Repeat word for word the part of the data below that runs from the line containing "shaped like [53,53]." up to and including the final line.
=== Provided material ===
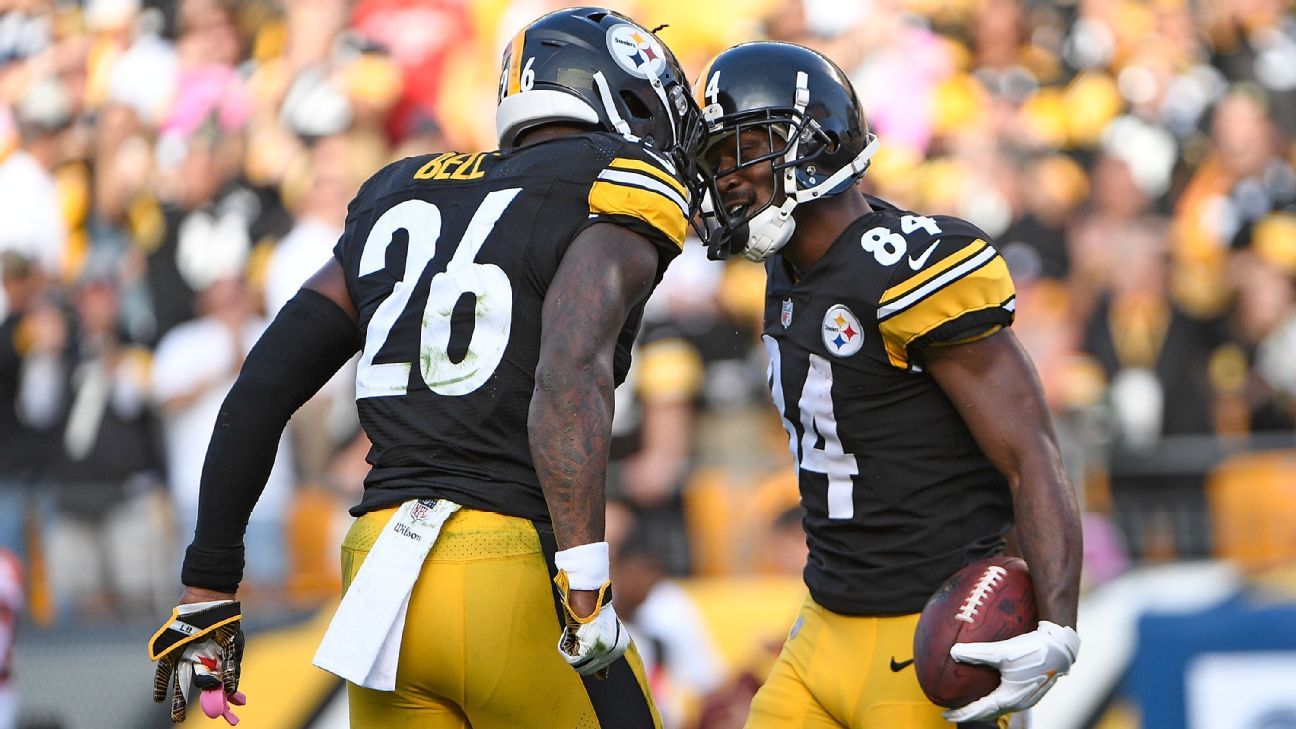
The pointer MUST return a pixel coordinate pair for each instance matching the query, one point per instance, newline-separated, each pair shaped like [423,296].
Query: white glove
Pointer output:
[1028,666]
[594,642]
[200,645]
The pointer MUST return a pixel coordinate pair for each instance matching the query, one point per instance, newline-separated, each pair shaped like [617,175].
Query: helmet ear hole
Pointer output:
[635,105]
[833,142]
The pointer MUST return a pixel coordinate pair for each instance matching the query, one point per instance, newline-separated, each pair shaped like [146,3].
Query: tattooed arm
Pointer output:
[605,273]
[994,387]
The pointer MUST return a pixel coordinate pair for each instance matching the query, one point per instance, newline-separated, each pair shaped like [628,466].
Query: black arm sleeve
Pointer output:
[303,346]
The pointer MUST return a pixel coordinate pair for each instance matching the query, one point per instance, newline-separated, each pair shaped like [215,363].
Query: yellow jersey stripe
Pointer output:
[515,64]
[652,208]
[935,270]
[988,287]
[640,166]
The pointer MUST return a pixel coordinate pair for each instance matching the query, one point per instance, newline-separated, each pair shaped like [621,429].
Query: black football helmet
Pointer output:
[599,68]
[819,143]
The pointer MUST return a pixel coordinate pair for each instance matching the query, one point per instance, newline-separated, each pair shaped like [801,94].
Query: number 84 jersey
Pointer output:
[897,493]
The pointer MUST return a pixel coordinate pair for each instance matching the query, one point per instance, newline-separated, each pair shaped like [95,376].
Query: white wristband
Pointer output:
[586,566]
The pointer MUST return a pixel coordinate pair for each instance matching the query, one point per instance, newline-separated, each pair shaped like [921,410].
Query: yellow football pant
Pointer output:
[837,671]
[480,645]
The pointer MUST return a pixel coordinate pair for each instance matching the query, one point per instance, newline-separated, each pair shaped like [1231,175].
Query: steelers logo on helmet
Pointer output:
[841,331]
[635,49]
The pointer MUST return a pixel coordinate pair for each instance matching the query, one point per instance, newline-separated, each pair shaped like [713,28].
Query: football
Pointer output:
[990,599]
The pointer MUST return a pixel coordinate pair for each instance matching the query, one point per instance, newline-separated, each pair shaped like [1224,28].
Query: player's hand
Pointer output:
[200,645]
[592,636]
[1029,664]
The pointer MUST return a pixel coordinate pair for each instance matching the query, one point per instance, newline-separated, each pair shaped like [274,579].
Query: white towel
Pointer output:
[363,641]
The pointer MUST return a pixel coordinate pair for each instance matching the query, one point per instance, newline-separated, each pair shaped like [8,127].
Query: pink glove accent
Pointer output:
[217,703]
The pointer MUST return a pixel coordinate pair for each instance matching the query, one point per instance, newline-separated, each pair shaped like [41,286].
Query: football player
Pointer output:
[914,415]
[494,297]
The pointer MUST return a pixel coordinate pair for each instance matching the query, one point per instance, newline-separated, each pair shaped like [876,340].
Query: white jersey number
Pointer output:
[487,283]
[889,247]
[817,420]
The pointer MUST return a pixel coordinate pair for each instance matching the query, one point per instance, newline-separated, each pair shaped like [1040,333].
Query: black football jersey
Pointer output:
[447,260]
[897,493]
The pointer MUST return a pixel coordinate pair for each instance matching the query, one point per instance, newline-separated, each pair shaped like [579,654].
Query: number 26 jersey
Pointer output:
[897,493]
[447,260]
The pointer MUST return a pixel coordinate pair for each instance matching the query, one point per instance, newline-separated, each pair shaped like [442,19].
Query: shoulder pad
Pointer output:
[638,183]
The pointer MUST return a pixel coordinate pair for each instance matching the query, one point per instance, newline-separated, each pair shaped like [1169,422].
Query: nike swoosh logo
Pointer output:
[922,260]
[897,666]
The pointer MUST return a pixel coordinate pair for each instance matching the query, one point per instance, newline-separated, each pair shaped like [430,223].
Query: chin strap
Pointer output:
[611,108]
[773,227]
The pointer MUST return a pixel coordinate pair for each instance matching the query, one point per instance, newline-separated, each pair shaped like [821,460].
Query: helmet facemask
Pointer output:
[795,142]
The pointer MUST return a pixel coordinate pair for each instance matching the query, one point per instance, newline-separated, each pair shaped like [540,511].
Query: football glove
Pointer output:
[200,645]
[1028,666]
[594,642]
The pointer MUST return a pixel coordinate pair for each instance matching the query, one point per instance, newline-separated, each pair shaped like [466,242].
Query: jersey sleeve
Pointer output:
[960,296]
[366,199]
[639,190]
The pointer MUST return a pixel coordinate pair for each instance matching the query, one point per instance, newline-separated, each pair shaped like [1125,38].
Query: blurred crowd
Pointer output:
[171,171]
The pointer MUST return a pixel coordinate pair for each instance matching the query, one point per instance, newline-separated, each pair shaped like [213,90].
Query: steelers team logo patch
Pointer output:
[841,331]
[635,49]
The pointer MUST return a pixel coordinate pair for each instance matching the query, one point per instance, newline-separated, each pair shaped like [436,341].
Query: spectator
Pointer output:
[29,200]
[31,339]
[11,607]
[104,544]
[195,366]
[679,658]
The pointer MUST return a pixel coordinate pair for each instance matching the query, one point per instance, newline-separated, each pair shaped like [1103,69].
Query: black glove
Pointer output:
[201,644]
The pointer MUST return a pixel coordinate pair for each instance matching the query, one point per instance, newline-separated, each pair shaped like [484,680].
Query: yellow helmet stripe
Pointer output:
[515,64]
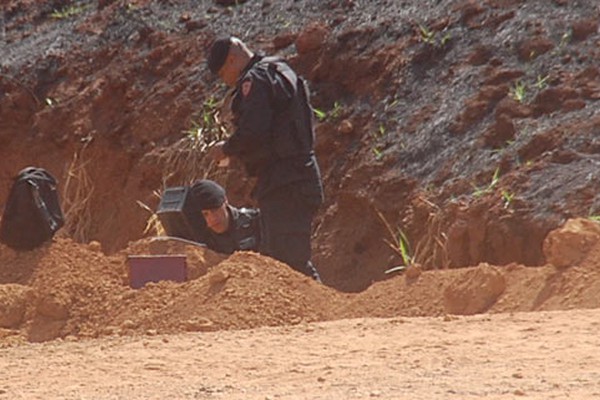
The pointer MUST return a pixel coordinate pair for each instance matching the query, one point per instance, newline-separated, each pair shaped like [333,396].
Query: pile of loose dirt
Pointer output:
[66,289]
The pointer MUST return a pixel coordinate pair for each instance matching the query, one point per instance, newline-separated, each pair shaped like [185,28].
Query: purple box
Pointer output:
[155,268]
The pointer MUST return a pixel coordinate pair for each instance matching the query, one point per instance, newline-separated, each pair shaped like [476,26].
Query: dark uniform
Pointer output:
[243,232]
[274,139]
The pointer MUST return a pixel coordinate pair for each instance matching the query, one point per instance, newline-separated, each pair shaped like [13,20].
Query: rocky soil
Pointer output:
[471,129]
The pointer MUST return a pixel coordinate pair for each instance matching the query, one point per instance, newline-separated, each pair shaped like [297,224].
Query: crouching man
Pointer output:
[228,228]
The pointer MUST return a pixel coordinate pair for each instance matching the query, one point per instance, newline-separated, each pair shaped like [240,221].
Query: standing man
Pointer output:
[274,139]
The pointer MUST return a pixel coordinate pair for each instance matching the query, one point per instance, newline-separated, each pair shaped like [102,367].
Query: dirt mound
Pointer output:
[66,289]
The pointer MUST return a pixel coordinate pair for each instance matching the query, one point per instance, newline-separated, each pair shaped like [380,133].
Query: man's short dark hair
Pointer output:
[207,194]
[218,54]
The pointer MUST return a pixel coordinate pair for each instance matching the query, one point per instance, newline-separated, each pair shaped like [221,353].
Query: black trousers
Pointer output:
[286,218]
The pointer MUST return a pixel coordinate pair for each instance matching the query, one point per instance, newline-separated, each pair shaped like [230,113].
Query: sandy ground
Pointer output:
[542,355]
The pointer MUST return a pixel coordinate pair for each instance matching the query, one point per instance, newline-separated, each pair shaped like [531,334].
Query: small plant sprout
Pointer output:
[378,153]
[541,82]
[427,36]
[321,115]
[336,111]
[67,12]
[518,91]
[481,191]
[445,39]
[507,197]
[565,38]
[399,244]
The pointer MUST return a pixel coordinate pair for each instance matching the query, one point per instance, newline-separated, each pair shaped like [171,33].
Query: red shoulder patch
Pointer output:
[246,87]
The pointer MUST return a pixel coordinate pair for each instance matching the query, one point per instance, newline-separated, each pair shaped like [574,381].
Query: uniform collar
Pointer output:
[256,58]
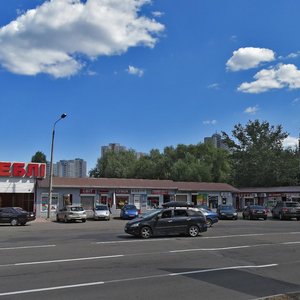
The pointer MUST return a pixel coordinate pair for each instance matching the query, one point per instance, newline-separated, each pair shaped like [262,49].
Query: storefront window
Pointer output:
[121,201]
[152,202]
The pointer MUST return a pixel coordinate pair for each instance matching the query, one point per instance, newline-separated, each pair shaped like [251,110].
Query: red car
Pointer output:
[255,212]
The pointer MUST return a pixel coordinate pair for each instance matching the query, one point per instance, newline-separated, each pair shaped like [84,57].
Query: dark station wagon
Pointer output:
[167,221]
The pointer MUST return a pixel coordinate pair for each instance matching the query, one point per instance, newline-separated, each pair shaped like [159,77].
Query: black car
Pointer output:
[227,212]
[254,212]
[167,221]
[15,216]
[286,210]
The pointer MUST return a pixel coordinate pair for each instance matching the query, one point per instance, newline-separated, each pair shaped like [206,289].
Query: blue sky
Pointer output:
[145,74]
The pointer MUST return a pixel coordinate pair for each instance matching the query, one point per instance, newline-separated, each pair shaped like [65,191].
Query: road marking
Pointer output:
[62,260]
[133,279]
[221,248]
[203,237]
[132,241]
[27,247]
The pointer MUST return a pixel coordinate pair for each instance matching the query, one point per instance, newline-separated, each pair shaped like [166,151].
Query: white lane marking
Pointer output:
[133,279]
[27,247]
[290,243]
[203,237]
[132,241]
[52,288]
[222,269]
[61,260]
[221,248]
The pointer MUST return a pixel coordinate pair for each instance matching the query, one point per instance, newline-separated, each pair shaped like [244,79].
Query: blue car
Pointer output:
[129,211]
[211,216]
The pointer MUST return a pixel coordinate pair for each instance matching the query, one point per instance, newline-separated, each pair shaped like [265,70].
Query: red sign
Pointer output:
[31,170]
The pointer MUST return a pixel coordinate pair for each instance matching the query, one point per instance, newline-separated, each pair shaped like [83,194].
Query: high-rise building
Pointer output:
[76,168]
[114,147]
[216,141]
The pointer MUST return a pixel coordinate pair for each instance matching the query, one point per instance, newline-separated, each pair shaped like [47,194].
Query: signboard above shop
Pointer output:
[23,170]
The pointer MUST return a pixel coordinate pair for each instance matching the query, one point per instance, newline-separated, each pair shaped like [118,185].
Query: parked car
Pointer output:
[255,212]
[286,210]
[15,215]
[71,213]
[167,221]
[227,212]
[101,212]
[129,211]
[211,216]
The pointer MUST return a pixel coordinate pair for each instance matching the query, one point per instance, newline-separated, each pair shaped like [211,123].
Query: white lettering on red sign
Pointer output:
[16,169]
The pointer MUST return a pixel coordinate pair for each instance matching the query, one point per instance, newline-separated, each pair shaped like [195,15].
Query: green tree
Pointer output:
[257,153]
[39,157]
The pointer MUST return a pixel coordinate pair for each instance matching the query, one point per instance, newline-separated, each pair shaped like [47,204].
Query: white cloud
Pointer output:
[249,57]
[135,71]
[157,14]
[274,78]
[251,110]
[50,38]
[290,141]
[210,122]
[215,86]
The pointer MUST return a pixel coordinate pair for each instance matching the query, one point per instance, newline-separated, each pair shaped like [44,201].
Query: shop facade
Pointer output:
[18,184]
[267,197]
[144,194]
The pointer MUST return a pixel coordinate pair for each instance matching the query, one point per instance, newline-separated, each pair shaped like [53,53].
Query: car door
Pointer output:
[163,225]
[181,220]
===
- _Answer to this exercise_:
The pointer MUST return a pixel coordinate pair for each instance matching the query, one point per instance, newline-separated, each pair shaped like [53,53].
Query: car door
Pointer output:
[163,225]
[181,220]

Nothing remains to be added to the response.